[DESCRIPTION OF THE TASK] Give the part of the data that opens with the line containing "of the clear" and closes with the line containing "Target: clear sky background", both included, as a JSON list of strings, one string per line, with blank lines omitted.

== EXTRACTED MATERIAL

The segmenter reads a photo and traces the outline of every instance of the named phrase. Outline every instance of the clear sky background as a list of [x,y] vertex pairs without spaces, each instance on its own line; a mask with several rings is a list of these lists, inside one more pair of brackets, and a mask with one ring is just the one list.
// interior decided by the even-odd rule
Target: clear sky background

====
== EXTRACTED MATERIAL

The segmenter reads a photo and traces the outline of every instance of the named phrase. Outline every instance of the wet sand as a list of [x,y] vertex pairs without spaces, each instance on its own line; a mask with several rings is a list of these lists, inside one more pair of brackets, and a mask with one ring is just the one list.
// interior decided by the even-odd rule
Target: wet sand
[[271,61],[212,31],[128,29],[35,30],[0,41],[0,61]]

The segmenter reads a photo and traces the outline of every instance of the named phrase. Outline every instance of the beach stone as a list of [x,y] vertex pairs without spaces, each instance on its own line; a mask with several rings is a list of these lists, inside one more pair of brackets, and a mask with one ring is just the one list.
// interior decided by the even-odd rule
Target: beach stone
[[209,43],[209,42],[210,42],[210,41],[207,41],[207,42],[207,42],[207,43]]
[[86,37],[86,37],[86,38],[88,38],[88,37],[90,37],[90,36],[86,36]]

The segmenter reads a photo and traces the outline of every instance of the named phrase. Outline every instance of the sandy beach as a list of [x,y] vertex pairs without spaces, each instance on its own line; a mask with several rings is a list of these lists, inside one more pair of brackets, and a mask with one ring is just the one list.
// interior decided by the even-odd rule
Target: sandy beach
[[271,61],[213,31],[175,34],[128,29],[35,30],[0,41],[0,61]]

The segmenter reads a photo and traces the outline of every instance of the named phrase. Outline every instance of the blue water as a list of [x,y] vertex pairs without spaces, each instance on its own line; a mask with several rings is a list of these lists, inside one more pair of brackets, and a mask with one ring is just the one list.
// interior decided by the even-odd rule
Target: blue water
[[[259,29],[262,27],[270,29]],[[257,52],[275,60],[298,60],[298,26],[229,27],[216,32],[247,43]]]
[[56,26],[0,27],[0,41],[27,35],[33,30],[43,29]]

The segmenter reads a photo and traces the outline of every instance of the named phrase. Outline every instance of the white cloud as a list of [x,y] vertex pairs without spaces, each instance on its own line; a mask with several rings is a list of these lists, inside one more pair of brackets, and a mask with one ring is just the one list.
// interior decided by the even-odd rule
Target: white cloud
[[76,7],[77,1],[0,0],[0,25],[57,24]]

====

[ANSWER TO THE EXERCISE]
[
  "The segmenter reads a photo and traces the outline of every instance of the named phrase. Outline every instance of the clear sky background as a list of [x,y] vertex pairs without spaces, each instance on its own line; a mask with several rings is a list of these lists, inside one more pair of brackets, and a mask with one ring is just the one list.",
  "// interior decided by the even-odd rule",
  "Target: clear sky background"
]